WASHINGTON — For 6½ years, the Federal Reserve has held its key interest rate near zero, and for nearly that long the financial world has speculated about when the Fed will start raising it.
Don't look for it soon.
That's the view of most economists, who say a still-subpar economy and still-low inflation will keep rates at record lows at least until September.
On Wednesday, the Fed could clarify its plans after ending its latest policy meeting. Analysts caution, though, against expecting any specific guidance on the Fed's timetable for a rate hike. Too many uncertainties still surround the U.S. economy. The Fed's policymakers may want to leave themselves maneuvering room until their view of the economy's health becomes clearer.
After its March meeting, the Fed opened the door to a rate increase this year by no longer saying it would be "patient" in starting to raise its benchmark rate. Most economists had said that dropping "patient" from its statement would mean the Fed could raise rates as soon as June — a step that would course through the economy and could slow borrowing and squeeze stocks and bonds.
Yet at a news conference later, Chair Janet Yellen stressed that while the Fed had removed "patient" to describe its approach to raising rates, it still hadn't decided when to start raising them. Yellen said any decision would depend mainly on what the latest economic data showed. And the data since then has been disappointing.

============================================================

> _REQUIREMENT 1_:
For each statement about the Federal Reserve article, answer yes or no and quote the words of the article that decide it: (a) The Fed has kept its key interest rate near zero for 6½ years. (b) After its March meeting, the Fed kept calling its approach "patient." (c) Yellen said any decision would depend mainly on the latest economic data.
> _REQUIREMENT 2_:
According to the Federal Reserve article, on what day could the Fed clarify its plans?
> _REQUIREMENT 3_:
Carry on the article about the Federal Reserve and interest rates from its last sentence.
The data that follows has nothing to do with this.

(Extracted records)
============================================================

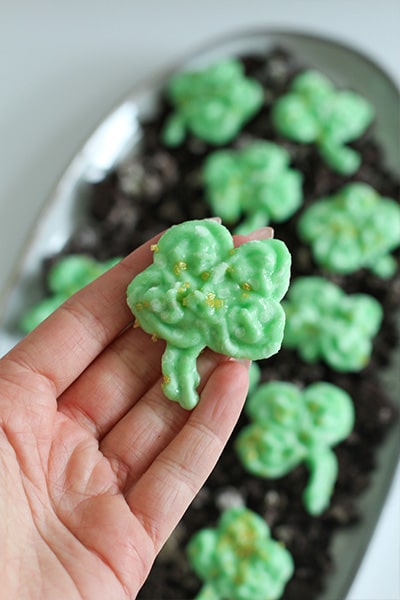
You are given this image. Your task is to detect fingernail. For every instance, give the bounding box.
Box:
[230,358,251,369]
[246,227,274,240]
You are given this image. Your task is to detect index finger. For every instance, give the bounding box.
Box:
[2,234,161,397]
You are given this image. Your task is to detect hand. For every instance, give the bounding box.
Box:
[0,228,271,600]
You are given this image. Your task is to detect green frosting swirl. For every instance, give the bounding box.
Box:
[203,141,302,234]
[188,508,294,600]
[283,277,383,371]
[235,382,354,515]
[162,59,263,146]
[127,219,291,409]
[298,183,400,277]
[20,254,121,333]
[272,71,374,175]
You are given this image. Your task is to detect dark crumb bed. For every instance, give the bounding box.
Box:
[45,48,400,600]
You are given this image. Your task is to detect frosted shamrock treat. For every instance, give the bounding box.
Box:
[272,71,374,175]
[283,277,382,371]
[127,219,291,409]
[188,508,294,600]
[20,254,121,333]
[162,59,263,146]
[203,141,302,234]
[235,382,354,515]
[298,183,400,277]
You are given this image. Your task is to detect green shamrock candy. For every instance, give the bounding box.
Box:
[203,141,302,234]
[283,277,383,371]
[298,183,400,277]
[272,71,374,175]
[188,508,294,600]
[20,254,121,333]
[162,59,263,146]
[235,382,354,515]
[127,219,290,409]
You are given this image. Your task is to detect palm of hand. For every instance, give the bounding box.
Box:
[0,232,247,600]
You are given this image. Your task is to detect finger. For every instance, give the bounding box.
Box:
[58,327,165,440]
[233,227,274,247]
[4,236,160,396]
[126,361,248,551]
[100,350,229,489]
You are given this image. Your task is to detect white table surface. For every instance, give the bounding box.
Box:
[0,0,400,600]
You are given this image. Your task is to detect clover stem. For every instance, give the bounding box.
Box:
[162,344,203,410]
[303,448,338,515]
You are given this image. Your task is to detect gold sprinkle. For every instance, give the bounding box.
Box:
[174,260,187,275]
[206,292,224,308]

============================================================

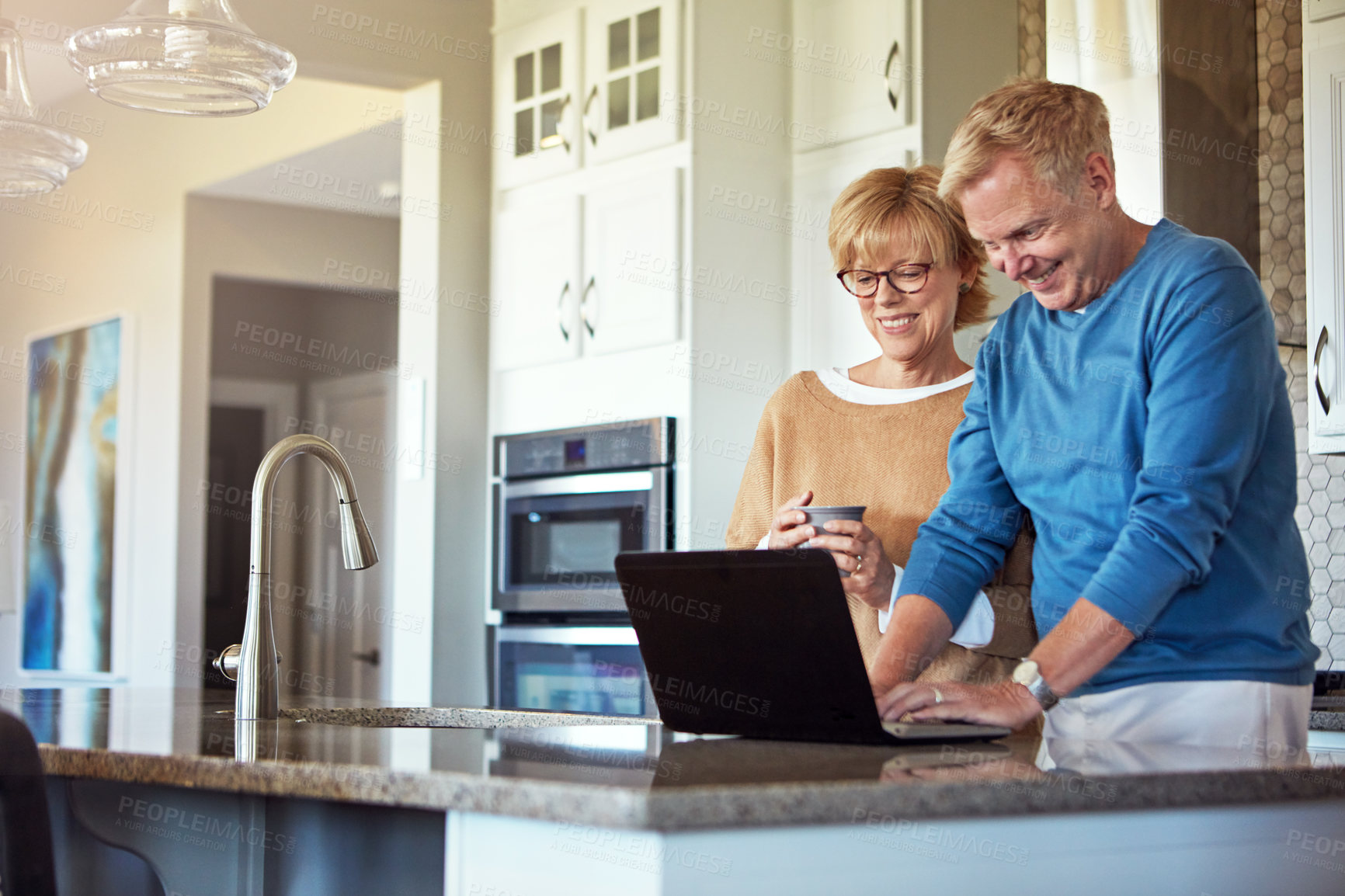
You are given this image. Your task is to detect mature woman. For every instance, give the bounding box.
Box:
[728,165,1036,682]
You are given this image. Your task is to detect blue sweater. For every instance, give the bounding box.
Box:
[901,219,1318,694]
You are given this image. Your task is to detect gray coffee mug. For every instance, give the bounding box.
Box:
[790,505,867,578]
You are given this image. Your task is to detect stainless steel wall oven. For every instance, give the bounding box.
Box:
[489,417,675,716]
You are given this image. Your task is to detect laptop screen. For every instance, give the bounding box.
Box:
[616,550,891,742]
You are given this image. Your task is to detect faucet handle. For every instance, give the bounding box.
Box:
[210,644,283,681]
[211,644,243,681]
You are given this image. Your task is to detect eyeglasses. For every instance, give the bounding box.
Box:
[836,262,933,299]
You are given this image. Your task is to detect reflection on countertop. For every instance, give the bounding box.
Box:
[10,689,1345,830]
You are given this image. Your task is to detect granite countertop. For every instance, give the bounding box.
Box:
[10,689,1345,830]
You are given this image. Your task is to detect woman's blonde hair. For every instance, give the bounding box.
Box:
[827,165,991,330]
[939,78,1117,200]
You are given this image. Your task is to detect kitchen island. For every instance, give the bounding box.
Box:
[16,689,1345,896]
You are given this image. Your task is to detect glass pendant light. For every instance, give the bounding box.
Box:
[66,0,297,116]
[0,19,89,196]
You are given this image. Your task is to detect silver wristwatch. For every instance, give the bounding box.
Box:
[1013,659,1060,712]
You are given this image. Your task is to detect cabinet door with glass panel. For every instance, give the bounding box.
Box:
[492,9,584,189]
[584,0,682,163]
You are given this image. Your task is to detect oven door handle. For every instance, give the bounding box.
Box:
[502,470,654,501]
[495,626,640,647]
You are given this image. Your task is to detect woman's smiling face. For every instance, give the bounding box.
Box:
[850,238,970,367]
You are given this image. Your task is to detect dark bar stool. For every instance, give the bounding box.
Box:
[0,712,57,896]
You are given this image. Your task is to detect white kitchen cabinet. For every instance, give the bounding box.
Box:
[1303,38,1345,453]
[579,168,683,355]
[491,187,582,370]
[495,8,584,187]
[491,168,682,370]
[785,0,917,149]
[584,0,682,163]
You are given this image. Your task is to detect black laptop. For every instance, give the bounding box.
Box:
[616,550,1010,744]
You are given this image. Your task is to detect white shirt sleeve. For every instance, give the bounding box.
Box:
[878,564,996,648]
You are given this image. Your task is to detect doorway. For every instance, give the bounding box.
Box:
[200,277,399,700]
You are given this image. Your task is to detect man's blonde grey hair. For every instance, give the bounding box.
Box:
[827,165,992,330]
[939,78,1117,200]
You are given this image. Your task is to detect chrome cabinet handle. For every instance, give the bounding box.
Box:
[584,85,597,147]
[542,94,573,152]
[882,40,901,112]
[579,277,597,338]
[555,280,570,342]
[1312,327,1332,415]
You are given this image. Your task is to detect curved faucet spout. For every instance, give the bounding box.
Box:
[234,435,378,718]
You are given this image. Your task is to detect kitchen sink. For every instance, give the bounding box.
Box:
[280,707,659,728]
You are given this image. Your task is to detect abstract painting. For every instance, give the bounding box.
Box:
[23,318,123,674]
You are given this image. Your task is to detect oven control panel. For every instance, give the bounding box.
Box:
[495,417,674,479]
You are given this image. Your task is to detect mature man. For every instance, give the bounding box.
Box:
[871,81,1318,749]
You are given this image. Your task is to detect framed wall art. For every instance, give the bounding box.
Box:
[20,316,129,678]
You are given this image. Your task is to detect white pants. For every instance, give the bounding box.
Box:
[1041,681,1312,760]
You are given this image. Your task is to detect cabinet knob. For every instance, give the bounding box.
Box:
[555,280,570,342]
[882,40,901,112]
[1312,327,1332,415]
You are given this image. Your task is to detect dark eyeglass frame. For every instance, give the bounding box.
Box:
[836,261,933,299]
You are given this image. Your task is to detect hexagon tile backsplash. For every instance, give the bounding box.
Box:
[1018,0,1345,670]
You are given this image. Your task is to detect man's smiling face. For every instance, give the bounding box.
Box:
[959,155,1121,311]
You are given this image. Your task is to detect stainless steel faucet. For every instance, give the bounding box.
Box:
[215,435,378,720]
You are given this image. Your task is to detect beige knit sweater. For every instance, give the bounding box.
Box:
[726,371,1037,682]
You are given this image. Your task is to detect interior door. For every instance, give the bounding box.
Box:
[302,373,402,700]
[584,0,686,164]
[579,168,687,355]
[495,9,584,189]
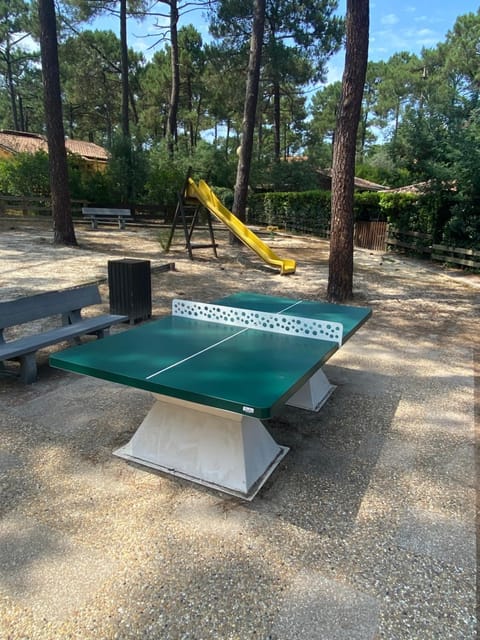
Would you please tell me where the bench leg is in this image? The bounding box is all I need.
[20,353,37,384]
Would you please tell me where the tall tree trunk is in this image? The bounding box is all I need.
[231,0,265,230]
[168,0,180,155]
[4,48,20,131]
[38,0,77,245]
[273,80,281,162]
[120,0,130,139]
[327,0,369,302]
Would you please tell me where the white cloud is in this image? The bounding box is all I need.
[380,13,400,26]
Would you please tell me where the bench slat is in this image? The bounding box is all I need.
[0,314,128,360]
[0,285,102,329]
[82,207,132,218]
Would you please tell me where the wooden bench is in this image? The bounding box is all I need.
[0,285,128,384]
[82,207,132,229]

============================================================

> _WRITTEN RESPONSE 1_:
(a) Yes: "For 6½ years, the Federal Reserve has held its key interest rate near zero"
(b) No: "by no longer saying it would be "patient" in starting to raise its benchmark rate"
(c) Yes: "Yellen said any decision would depend mainly on what the latest economic data showed."

> _WRITTEN RESPONSE 2_:
Wednesday.

> _WRITTEN RESPONSE 3_:
Employers added just 126,000 workers last month, the fewest since December 2013, breaking a 12-month streak of gains above 200,000. Gauges of manufacturing, housing and consumer spending of late have been weak to modest.
A sharp drop in oil and gasoline prices had been expected to help boost consumer spending. So far, it hasn't. The economic impact has been mainly negative — layoffs by oil-industry states and cutbacks in investments by energy companies.
As a result, economists have been downgrading their growth estimates for the January-March quarter. Many now peg growth last quarter at a sluggish annual rate below 1 percent. That would be the weakest since the economy shrank in last year's first quarter amid a brutal winter.
Harsh weather inflicted damage early this year, too, as did supply disruptions caused by a labor dispute at West Coast ports. But the biggest drag on the economy has been a sustained rise in the dollar's value.
The stronger dollar has hurt American manufacturers by making their goods costlier overseas. It's also made cheaper foreign imports more competitive in the United States, thereby squeezing sales of U.S. companies and depressing profits. Lower import prices have helped hold U.S. inflation below the Fed's long-run target of 2 percent rate.
William Dudley, president of the Federal Reserve Bank of New York, suggested last week that the stronger dollar would likely depress growth this year. Dudley's comments and others by Fed officials have fed the growing belief that a Fed rate hike before fall is unlikely.
In the midst of this week's Fed's meeting, the government will issue its first estimate of growth for the first quarter. The figure is expected to fall below the modest 2.2 percent annual rate for the October-December quarter. But economists foresee a rebound in the current quarter and the rest of the year to a rate of around 3 percent.
If those forecasts prove accurate, the Fed could grow more confident about starting to raise rates for the first time since 2006.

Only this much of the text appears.